== TEXT BLOCK ==
Putting Family History on the Map

Historic maps can help you better understand the lives of your ancestors, and can even clear up some mysteries, explains Paul F Cockburn.

Some 14,000 years ago, in what is now Abauntz in the Navarra region of northern Spain, an unknown man or woman picked up a stone tablet and began to carve onto its surface a succession of lines and markings.

These weren’t just decorative, however. After being discovered in a cave by archaeologists in 1993, the tablet—measuring less than seven by five inches, and less than an inch thick—is now considered to be among the earliest known maps found in Europe. Those scratches are believed to represent mountains and meandering rivers near where it was found; more importantly, those areas where foraging and hunting were good—such as the herds of ibex found on one of the mountains visible from the cave itself.

On its own, the tablet has provided scientists with an interesting insight into early modern humans’ capacities, at least when it comes to spatial awareness, planning and organising hunting. For, although it undoubtedly lacks the accuracy of current mapping technologies, these carvings nevertheless have the same purpose as that up-to-the-minute GPS-enabled map app on your smartphone: to be a useful tool to highlight places of interest and help you get to them.

A sense of context
While we tend to think of maps being primarily an aid to finding our way about on the ground, they can also help anyone exploring the past.

Family documents, census records, and newspapers are likely to be your first ports of call, but old maps can add genuine context, according to Laragh Quinney, Maps Reading Room Manager at the National Library of Scotland. “For people doing their family history, one of the big strengths of maps is that they give you a feel of what a place was like at the time your ancestors were living there,” she says.
===
▶ _AIM OF THE EXERCISE_
According to the text on historic maps and family history, in what year did archaeologists discover the carved stone tablet in a cave at Abauntz?
== GIVEN MATERIAL ==
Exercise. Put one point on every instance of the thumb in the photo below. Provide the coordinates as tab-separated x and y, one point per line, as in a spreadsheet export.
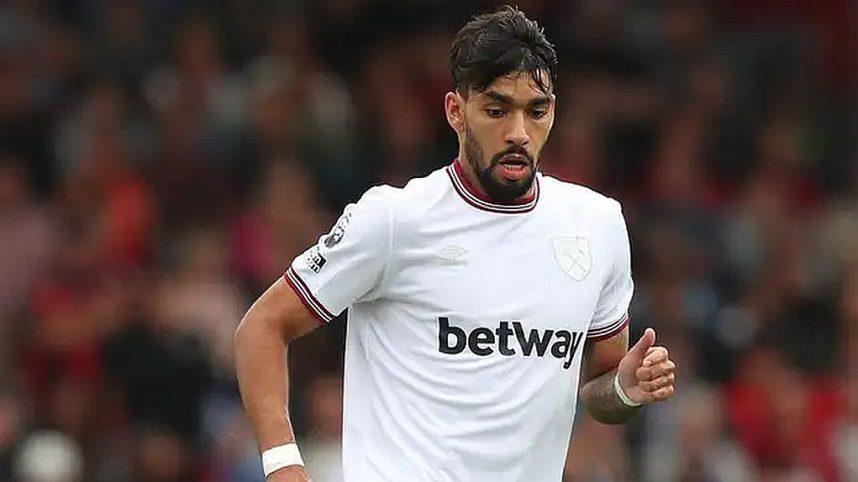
===
▶ _RESULT BELOW_
1993